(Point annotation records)

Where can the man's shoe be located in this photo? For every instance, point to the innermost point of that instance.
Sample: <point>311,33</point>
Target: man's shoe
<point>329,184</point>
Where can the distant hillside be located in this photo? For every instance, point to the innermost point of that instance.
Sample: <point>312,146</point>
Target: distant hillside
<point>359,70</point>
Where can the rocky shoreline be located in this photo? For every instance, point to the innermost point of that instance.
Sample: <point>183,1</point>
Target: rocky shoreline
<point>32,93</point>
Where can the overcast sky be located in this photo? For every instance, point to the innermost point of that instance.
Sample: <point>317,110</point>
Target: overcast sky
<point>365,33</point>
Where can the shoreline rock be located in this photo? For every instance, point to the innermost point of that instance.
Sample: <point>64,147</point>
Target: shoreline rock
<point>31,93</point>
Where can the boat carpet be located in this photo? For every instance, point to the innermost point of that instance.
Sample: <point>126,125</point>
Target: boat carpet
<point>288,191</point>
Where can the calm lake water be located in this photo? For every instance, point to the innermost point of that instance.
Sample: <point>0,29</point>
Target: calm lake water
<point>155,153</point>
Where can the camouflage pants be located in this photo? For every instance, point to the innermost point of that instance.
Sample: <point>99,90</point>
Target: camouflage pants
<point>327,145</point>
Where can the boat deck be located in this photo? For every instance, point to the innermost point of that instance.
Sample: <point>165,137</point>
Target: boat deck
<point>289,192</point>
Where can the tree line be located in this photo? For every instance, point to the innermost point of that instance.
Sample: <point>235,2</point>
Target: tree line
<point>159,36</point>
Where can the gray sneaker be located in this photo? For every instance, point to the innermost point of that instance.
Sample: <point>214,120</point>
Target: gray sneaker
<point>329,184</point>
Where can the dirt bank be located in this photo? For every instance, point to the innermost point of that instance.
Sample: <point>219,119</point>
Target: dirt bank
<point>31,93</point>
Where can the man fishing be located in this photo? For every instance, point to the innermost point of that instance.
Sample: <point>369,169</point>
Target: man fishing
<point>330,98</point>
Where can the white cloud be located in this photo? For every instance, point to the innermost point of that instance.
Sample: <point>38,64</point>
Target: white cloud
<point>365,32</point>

» WRITTEN EXERCISE
Revise the material by substituting "most central point" for every occurrence of "innermost point", leaving all other text untouched.

» THE OUTPUT
Where can the man's shoe be located in this photo? For every instance, point to the most central point of that instance.
Sample: <point>311,33</point>
Target: man's shoe
<point>329,184</point>
Where can the distant hillside be located in this photo? For every instance, point to the most central point of that instance.
Sample: <point>312,146</point>
Target: distant hillside
<point>359,70</point>
Where can the rocky shoreline be located in this photo? For every instance, point to the most central point of that instance.
Sample: <point>183,1</point>
Target: rocky shoreline
<point>32,93</point>
Where can the overcast sky be located in this photo? For every instance, point to the most central point of that instance.
Sample: <point>317,110</point>
Target: overcast sky
<point>365,33</point>
Where can the shoreline rock be located in this photo? For every instance, point to the most central point of that instance.
Sample: <point>64,147</point>
Target: shoreline rock
<point>31,93</point>
Where can the boat carpet be located in this photo? For every instance, point to the most central point of that instance.
Sample: <point>126,125</point>
Target: boat carpet
<point>288,191</point>
Where can the calm lake water be located in this photo? For every instance, point to the most central point of that instance.
Sample: <point>0,29</point>
Target: calm lake water
<point>155,153</point>
Where can the camouflage pants be located in this photo? For every instance, point to the most central point of that instance.
Sample: <point>99,90</point>
Target: camouflage pants
<point>327,145</point>
Where can the boat deck be located in this photo? For every instance, point to the most central point of that instance.
Sample: <point>165,137</point>
Target: boat deck
<point>289,192</point>
Where can the tree line be located in this photo? For every instance, point to the most central point of that instance.
Sample: <point>235,2</point>
Target: tree line
<point>159,36</point>
Where can the gray sneaker be located in this photo? For every instance, point to the most central point of that instance.
Sample: <point>214,120</point>
Target: gray sneaker
<point>329,184</point>
Where can the dirt bank be located in this photo? For every instance, point to the most central point of that instance.
Sample: <point>219,119</point>
Target: dirt bank
<point>31,93</point>
Where can the man fishing be located in this photo? For every instance, point to the most central point of that instance.
Sample: <point>369,169</point>
Target: man fishing
<point>330,98</point>
Where can the white cloud be located in this photo? For every instance, point to the most central point of that instance.
Sample: <point>38,64</point>
Target: white cloud
<point>365,32</point>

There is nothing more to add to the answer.